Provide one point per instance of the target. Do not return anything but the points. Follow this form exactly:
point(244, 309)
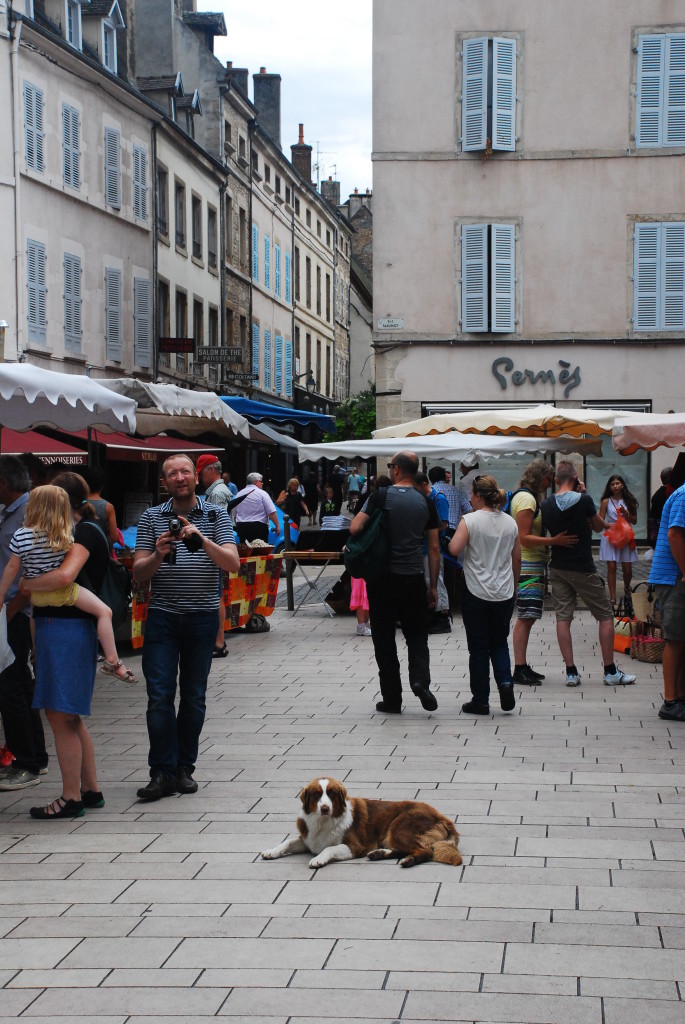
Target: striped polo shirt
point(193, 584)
* * *
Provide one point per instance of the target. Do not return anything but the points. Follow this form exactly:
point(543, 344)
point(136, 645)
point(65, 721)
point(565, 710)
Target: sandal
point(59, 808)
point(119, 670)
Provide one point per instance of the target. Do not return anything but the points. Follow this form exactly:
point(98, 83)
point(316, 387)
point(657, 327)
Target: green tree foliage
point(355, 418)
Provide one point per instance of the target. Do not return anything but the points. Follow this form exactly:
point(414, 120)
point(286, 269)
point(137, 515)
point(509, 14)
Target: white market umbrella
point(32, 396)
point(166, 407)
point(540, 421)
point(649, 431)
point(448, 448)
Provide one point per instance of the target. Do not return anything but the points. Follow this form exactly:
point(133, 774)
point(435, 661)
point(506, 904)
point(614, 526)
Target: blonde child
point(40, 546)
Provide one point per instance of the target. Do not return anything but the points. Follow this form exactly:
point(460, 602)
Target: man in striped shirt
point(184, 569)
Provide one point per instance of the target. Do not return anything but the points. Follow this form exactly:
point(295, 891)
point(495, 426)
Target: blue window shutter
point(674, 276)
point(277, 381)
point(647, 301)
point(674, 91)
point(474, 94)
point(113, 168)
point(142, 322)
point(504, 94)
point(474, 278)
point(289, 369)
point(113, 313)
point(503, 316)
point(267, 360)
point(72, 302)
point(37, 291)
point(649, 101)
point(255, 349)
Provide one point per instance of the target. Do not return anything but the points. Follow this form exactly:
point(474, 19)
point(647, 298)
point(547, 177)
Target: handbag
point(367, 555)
---
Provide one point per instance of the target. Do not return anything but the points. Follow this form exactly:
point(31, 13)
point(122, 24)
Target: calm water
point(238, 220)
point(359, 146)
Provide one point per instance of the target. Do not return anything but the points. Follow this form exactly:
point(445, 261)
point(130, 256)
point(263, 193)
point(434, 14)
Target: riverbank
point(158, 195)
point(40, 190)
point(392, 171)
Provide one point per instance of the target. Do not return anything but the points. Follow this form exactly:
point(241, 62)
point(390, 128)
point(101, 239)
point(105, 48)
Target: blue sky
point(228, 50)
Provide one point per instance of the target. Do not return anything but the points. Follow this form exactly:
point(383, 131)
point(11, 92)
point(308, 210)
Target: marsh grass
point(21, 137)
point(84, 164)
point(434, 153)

__DIRECTIONS__.
Please write out, exactly as they appear above, only the lines in the stretch from the line with "point(414, 120)" through the line with "point(495, 426)".

__EXPECTED ANSWER__.
point(414, 120)
point(286, 269)
point(137, 515)
point(509, 14)
Target: white market umbrella
point(32, 396)
point(166, 407)
point(540, 421)
point(649, 431)
point(448, 448)
Provide one point per instance of the target. Do not return anything but the points. Follow this form exactly:
point(133, 774)
point(435, 661)
point(506, 904)
point(614, 526)
Target: blonde child
point(40, 546)
Provide one point per instance of the target. Do not return anything but the points. Follow this form exactly:
point(460, 602)
Target: man in striped shirt
point(184, 569)
Provide one point per instance of the target. Do not return anything but the points. Follow this form exactly:
point(295, 891)
point(495, 426)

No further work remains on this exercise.